- _WRITTEN TASK 1_
Answer these questions about the VL-RLHF page below:
(a) Which tool does the warning recommend for further VL-RLHF research?
(b) On what date was the code released?
(c) Which fine-tuning methods are listed as supported?

- _TEXT EXCERPT_

════════════════════

VL-RLHF: A RLHF Infrastructure for Vision-Language Models

Warning

Due to personal reason, this repo is no longer maintained. I recommend ms-swift for furthur VL-RLHF research, which supports more VLMs and RLHF methods, and is actively maintained by the ModelScope team.

🎉 News

🔥2024.5.30: We release the code!

📝 Introduction

Research and development on preference learning of Vision-Language Models (VLM, LVLM or MLLM) is difficult because there is currently no unified model architecture in the VLM community. The implementations of the state-of-the-art VLMs like LLaVA, Qwen-VL and internlm-xcomposer, are also in different styles, leading it hard to include them in a single training framework. VL-RLHF provides a perfect solution to abstract VLMs in a framework, and its features includes

Supports popular VLMs : LLaVA-1.5, InstructBLIP, LLaVA-Next, Qwen-VL, InternLM-XComposer2, etc.
Supports popular fine-tuning methods : SFT, DPO, KTO, etc.
Evaluation on popular benchmarks : MME, MMBench, SEEDBench, MMVet, MMMU, etc.
Easy to expand : Customize your own dataset and model with few code.

🤖 Supported Models

InstructBLIP (Decoder-only)

════════════════════

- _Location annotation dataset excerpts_
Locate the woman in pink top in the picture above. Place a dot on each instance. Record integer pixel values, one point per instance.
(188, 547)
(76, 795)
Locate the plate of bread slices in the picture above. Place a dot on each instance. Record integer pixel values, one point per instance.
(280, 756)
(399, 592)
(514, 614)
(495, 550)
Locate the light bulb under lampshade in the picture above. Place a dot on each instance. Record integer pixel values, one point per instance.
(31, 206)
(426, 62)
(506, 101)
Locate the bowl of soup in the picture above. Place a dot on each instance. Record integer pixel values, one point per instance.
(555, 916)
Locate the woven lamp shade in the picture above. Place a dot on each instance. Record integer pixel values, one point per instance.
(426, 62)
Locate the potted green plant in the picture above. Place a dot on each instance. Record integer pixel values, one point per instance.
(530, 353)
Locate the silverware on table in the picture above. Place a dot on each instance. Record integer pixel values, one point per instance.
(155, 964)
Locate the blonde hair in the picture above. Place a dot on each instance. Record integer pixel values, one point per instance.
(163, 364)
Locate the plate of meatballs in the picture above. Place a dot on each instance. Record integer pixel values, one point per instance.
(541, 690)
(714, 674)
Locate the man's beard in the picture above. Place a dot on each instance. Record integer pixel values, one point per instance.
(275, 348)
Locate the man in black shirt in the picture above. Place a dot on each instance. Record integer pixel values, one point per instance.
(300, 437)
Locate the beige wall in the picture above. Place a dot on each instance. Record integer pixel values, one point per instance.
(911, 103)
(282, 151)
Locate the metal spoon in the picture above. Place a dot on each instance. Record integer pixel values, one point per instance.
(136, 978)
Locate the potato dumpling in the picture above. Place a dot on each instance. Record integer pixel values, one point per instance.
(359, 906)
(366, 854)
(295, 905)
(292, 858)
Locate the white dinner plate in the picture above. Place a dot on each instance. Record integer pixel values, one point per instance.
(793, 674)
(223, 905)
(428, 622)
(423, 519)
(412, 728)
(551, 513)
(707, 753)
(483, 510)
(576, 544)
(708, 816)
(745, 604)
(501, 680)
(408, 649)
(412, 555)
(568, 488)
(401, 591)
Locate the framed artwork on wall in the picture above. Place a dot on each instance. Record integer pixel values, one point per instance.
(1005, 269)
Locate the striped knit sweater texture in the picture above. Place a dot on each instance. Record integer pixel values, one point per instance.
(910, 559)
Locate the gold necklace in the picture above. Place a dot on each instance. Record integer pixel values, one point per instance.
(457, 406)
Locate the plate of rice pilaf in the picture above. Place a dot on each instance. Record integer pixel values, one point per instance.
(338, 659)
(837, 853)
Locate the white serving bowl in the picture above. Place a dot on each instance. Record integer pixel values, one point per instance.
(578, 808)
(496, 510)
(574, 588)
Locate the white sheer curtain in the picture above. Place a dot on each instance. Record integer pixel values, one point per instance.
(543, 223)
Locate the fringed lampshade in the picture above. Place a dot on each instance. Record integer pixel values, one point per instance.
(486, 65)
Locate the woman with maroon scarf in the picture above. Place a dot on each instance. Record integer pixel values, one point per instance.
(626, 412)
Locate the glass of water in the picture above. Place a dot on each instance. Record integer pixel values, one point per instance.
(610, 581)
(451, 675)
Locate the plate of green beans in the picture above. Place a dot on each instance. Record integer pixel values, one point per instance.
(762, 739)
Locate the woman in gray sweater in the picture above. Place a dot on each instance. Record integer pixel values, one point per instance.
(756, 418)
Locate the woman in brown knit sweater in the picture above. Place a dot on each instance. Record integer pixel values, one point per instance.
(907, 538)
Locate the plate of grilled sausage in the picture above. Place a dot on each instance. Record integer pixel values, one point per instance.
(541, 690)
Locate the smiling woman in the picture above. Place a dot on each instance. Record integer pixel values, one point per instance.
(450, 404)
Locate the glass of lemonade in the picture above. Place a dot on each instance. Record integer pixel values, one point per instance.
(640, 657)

════════════════════

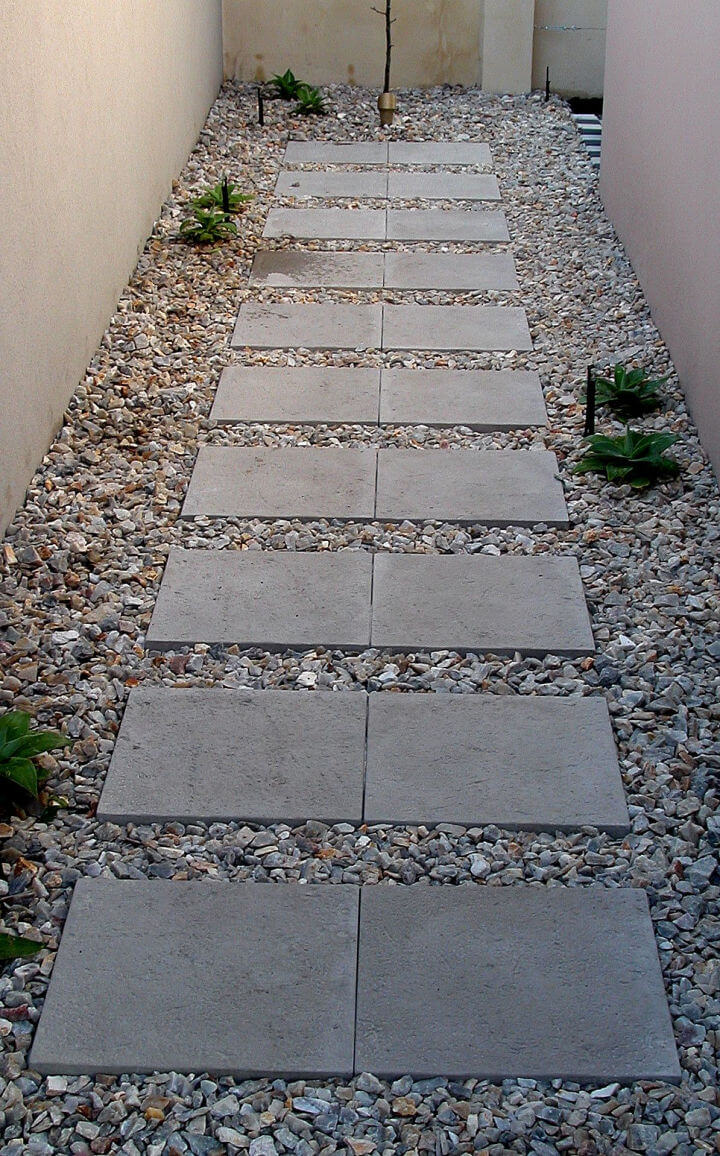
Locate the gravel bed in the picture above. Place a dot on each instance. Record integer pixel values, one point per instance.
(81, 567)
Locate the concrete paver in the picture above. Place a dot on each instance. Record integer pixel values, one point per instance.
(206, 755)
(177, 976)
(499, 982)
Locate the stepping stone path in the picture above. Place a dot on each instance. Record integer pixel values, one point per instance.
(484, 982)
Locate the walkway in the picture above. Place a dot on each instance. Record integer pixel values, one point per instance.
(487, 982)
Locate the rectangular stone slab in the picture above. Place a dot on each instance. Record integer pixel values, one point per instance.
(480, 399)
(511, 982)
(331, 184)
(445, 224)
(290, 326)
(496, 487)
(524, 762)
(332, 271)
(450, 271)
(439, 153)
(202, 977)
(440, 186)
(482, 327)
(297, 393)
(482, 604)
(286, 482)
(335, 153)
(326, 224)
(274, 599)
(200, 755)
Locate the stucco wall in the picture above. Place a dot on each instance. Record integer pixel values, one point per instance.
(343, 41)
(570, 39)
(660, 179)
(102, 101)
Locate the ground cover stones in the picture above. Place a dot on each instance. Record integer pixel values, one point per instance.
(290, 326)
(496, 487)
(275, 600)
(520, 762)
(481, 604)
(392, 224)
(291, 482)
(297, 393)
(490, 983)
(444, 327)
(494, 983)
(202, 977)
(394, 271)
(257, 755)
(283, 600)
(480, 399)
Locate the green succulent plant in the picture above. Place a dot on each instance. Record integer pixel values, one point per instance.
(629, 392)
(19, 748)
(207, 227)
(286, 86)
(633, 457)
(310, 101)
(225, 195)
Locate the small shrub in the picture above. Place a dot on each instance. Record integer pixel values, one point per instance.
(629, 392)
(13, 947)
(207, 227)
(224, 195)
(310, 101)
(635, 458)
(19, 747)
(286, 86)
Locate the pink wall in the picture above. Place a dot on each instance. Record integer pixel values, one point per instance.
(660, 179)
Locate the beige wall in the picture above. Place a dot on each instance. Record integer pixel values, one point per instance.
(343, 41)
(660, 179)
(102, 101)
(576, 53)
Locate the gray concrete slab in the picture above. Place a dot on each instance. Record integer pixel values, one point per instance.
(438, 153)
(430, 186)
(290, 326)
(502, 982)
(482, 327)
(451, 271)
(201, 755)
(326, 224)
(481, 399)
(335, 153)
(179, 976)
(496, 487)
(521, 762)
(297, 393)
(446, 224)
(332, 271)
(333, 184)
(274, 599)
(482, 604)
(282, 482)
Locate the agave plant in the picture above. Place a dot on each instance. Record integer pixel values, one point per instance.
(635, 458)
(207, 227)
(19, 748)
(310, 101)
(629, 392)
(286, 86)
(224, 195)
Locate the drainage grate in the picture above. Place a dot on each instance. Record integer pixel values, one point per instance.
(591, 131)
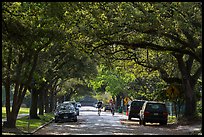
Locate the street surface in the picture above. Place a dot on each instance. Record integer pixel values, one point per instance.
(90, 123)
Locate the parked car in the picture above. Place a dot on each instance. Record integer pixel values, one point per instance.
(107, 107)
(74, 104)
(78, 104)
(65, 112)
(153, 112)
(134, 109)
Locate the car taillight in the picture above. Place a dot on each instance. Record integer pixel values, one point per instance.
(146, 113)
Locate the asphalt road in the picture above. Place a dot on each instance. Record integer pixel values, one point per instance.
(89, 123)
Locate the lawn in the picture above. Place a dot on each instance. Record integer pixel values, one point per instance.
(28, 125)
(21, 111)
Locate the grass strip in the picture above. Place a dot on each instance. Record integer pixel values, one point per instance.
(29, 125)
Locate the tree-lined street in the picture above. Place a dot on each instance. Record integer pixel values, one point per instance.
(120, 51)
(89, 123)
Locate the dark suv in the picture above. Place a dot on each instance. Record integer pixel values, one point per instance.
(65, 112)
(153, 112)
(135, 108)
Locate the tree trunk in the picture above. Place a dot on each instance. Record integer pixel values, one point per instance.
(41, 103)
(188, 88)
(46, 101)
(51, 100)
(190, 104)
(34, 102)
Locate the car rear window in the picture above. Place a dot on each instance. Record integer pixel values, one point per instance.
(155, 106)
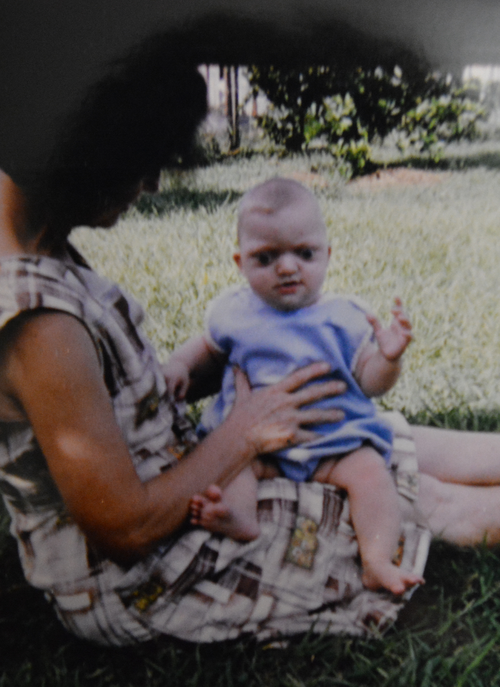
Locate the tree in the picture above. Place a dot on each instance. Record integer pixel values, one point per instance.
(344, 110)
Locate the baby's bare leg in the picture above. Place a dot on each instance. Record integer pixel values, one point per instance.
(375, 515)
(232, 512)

════════════════════

- _WRITTEN TASK 2_
Extract every line of the records above that contains the word "slab".

- _WRITTEN SOLUTION 1_
(a) ms-swift
(b) 2024.5.30
(c) SFT, DPO, KTO, etc.

- _WRITTEN SOLUTION 2_
Locate the rectangular stone slab in the picture above. Place a dot on each instance. Record integer pixel values, one point per instance.
Locate the gray concrete slab in the picture above. Place a dot on each instance. Record integer pixel values, one point per instance.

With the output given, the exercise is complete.